◆ What you are asked to do ◆
Reproduce every one of the lines below word for word, changing nothing.

◆ Records supplied ◆
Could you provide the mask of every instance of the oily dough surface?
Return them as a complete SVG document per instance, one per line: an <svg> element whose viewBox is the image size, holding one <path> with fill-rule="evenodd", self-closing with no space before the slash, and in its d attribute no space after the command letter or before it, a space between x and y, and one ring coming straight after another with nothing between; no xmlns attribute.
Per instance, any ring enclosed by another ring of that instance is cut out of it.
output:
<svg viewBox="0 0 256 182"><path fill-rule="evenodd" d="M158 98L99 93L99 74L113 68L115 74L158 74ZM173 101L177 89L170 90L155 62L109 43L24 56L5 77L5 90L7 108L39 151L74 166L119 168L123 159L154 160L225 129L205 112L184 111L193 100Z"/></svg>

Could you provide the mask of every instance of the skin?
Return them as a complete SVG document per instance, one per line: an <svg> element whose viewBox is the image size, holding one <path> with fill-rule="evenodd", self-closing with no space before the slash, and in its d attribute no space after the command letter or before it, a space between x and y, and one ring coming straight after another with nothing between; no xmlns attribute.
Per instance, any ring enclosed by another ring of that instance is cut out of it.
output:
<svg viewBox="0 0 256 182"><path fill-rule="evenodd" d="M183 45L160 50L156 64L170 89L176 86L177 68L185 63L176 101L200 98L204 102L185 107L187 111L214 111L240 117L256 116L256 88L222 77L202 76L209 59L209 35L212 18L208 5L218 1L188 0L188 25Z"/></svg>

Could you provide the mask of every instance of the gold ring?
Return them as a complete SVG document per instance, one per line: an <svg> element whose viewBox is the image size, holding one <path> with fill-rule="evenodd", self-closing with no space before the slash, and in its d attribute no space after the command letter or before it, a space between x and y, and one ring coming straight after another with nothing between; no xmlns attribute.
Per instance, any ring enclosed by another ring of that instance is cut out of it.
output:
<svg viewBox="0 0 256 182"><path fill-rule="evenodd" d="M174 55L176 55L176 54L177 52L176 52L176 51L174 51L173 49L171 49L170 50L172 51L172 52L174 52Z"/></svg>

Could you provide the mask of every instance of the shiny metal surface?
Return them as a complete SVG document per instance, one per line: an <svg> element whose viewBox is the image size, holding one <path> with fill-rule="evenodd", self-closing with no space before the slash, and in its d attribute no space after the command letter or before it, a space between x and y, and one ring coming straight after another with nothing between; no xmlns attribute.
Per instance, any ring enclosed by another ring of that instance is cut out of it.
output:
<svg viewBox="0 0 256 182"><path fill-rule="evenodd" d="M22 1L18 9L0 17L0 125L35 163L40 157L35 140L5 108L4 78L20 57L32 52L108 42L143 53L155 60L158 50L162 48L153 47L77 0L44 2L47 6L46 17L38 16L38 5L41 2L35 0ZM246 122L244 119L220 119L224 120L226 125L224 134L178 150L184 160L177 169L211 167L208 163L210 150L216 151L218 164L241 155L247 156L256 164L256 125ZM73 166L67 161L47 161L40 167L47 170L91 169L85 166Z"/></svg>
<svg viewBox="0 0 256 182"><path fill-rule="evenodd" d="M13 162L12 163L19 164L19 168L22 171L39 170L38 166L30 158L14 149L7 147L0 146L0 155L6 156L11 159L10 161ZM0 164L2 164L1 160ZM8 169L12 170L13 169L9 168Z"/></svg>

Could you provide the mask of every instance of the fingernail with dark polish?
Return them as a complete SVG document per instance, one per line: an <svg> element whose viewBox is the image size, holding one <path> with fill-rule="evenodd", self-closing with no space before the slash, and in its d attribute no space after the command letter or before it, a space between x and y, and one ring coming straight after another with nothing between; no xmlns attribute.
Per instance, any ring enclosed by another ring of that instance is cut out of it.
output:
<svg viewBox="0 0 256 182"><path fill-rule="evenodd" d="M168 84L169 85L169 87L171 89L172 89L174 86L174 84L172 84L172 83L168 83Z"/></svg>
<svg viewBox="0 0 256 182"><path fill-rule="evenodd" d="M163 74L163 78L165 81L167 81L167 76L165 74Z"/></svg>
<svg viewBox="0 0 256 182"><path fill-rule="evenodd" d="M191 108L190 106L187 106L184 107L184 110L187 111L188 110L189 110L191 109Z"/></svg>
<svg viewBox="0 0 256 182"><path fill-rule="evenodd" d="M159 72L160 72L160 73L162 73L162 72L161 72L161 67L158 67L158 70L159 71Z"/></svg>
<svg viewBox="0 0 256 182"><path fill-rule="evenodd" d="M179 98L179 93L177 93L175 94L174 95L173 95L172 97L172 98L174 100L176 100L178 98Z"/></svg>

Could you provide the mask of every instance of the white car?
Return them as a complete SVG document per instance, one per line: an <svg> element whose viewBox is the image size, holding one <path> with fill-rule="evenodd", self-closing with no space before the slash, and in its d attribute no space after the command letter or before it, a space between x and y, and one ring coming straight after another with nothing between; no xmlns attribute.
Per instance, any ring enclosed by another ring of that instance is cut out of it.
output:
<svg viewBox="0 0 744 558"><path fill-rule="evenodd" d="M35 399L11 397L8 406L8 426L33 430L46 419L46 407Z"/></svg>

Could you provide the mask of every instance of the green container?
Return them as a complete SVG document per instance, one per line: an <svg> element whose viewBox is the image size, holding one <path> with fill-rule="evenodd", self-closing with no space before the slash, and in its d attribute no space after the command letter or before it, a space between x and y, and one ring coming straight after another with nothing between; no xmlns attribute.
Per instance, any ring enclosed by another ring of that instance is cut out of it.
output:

◆ Full response ◆
Could you provide the mask of every instance of the oily dough surface?
Return them as a complete SVG document per instance, one per line: an <svg> element whose viewBox is the image size, holding one <path> with fill-rule="evenodd", self-closing with no space before the slash, and in its d attribute no space after the command letter or before it, a space between x and y, and one ring coming straight after another with nothing between; no xmlns attribute.
Per instance, any ring enclosed by another ring of that instance is cut out of it.
output:
<svg viewBox="0 0 256 182"><path fill-rule="evenodd" d="M158 98L99 93L99 74L113 68L115 74L158 74ZM173 101L177 89L170 90L155 62L109 43L24 56L5 77L5 90L7 108L39 151L74 166L119 168L123 159L154 160L225 129L205 112L184 111L193 100Z"/></svg>

Could you provide the mask of every instance of the skin?
Return them as a complete SVG document per instance, one per line: an <svg> element whose viewBox is the image size, holding one <path> with fill-rule="evenodd", self-closing with no space before the slash, and in its d attribute no space after the command letter or before it, a space between x and y, and one ring coming straight after another with nothing between; no xmlns attribute.
Per instance, any ring enclosed by another ring of that instance is cut out of it.
output:
<svg viewBox="0 0 256 182"><path fill-rule="evenodd" d="M183 45L160 50L156 64L170 89L176 86L177 68L185 63L176 101L200 98L204 102L185 107L187 111L214 111L240 117L256 116L256 88L222 77L202 76L209 59L209 35L212 18L208 5L218 1L188 0L188 25Z"/></svg>

Could you provide the mask of every instance of the gold ring?
Return them as a complete SVG document per instance, one per line: an <svg> element whose viewBox is the image size, holding one <path> with fill-rule="evenodd", self-closing with no space before the slash, and in its d attribute no space after the command letter or before it, a space between x and y, and one ring coming straight after another with nothing between; no xmlns attribute.
Per instance, any ring enclosed by another ring of that instance is cut out of it.
output:
<svg viewBox="0 0 256 182"><path fill-rule="evenodd" d="M174 55L176 55L176 54L177 52L176 52L176 51L174 51L173 49L171 49L170 50L172 51L172 52L174 52Z"/></svg>

Could you provide the mask of every instance of the shiny metal surface?
Return them as a complete SVG document per instance, one per line: an <svg> element whose viewBox is the image size, holding one <path> with fill-rule="evenodd", self-closing with no space before the slash, and in its d attribute no space after the command letter or before it, a space between x and y, and one ring coming straight after another with nothing between; no xmlns attribute.
Per instance, any ring enclosed by another ring of that instance is cut out of it.
output:
<svg viewBox="0 0 256 182"><path fill-rule="evenodd" d="M22 1L18 9L0 17L0 125L35 163L40 157L35 140L5 108L4 78L20 57L32 52L108 42L143 53L155 60L158 50L162 48L153 47L77 0L44 2L47 6L46 17L38 16L38 5L41 2L35 0ZM246 122L244 119L220 119L224 120L226 125L224 134L178 150L184 160L177 169L211 167L208 163L210 150L216 151L218 164L241 155L247 156L256 164L256 125ZM73 166L67 161L47 161L40 167L47 170L91 169L85 166Z"/></svg>
<svg viewBox="0 0 256 182"><path fill-rule="evenodd" d="M13 162L12 163L19 164L19 168L22 171L39 170L38 166L30 158L14 149L7 147L0 146L0 155L6 156L11 159L10 161ZM0 164L2 164L1 160ZM8 169L12 170L13 169L9 168Z"/></svg>

Could you provide the mask of every instance of the fingernail with dark polish?
Return them as a complete SVG document per instance, one per line: an <svg> element whose viewBox is the image size, holding one <path> with fill-rule="evenodd", self-closing with no space before the slash, and in its d attribute no space after the command letter or before it, a space between x and y, and one ring coming straight after another with nothing between; no xmlns attribute.
Per instance, any ring enclosed by another ring of that instance is cut out of it.
output:
<svg viewBox="0 0 256 182"><path fill-rule="evenodd" d="M168 84L169 85L169 87L171 89L172 89L174 86L174 84L172 84L172 83L168 83Z"/></svg>
<svg viewBox="0 0 256 182"><path fill-rule="evenodd" d="M163 74L163 78L165 81L167 81L167 76L165 74Z"/></svg>
<svg viewBox="0 0 256 182"><path fill-rule="evenodd" d="M191 108L190 106L187 106L184 107L184 110L187 111L188 110L189 110L191 109Z"/></svg>
<svg viewBox="0 0 256 182"><path fill-rule="evenodd" d="M159 72L160 72L160 73L162 73L162 72L161 72L161 67L158 67L158 70L159 71Z"/></svg>
<svg viewBox="0 0 256 182"><path fill-rule="evenodd" d="M179 98L179 93L177 93L175 94L174 95L173 95L172 97L172 98L174 100L176 100L178 98Z"/></svg>

Could you provide the mask of every instance of the white car?
Return them as a complete SVG document per instance, one per line: an <svg> element whose viewBox is the image size, holding one <path> with fill-rule="evenodd", self-closing with no space before the slash, and in its d attribute no space after the command letter or before it, a space between x and y, and one ring coming straight after another with nothing between; no xmlns attribute.
Per instance, any ring enclosed by another ring of that instance is cut out of it.
output:
<svg viewBox="0 0 744 558"><path fill-rule="evenodd" d="M35 399L11 397L8 406L8 426L33 430L46 419L46 407Z"/></svg>

Could you provide the mask of every instance of the green container?
Return them as a complete SVG document per instance, one per line: an <svg> element whose viewBox is the image size, holding one <path> with fill-rule="evenodd", self-closing with no space before the slash, and in its d attribute no space after the command letter or before it, a space between x and y, and one ring coming straight after another with nothing between; no xmlns attribute.
Per instance, any ring enclosed by another ring of that instance is cut out of it.
output:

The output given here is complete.